'''
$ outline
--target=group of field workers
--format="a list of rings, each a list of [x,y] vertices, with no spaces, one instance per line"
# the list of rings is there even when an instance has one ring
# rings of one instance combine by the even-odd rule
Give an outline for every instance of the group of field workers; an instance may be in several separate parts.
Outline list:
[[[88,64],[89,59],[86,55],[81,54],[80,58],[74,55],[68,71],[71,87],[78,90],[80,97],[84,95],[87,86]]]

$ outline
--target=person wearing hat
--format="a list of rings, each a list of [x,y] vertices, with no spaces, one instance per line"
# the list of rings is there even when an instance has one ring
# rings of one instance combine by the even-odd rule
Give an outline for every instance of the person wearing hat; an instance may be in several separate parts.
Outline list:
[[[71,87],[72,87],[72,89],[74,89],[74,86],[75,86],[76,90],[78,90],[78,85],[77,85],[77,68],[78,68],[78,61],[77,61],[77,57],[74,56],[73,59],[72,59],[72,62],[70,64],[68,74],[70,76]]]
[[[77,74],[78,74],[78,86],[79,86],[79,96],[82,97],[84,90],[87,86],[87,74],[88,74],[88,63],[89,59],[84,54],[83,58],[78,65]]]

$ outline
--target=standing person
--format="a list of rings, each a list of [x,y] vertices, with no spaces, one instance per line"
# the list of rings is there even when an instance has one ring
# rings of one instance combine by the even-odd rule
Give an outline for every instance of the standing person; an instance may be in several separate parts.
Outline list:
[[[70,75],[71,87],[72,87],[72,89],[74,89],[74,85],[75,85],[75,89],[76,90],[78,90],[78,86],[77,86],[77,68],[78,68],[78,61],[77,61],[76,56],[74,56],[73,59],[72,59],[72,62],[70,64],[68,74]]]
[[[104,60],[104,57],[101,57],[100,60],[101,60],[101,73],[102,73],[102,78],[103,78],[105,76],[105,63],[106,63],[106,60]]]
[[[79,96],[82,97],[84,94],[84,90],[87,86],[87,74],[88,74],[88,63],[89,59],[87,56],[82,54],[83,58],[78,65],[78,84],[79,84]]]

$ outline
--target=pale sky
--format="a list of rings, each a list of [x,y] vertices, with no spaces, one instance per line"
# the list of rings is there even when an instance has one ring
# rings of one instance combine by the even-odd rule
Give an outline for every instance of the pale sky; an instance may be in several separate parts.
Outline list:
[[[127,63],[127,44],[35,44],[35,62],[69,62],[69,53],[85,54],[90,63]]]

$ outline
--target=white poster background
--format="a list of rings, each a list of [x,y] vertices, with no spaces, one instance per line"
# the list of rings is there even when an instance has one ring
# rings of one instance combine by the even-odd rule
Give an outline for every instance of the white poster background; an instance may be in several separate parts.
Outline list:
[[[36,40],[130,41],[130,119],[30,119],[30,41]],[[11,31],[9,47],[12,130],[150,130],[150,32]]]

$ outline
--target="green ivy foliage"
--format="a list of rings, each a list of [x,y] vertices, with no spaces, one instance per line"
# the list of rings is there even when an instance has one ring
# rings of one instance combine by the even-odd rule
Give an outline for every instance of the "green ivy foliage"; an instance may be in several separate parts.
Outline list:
'''
--- GIVEN PROBLEM ---
Return every line of the rows that contains the word "wearing".

--- RESPONSE TO THIS EXERCISE ---
--target=person wearing hat
Give an outline for every instance of the person wearing hat; an instance may be in several separate parts.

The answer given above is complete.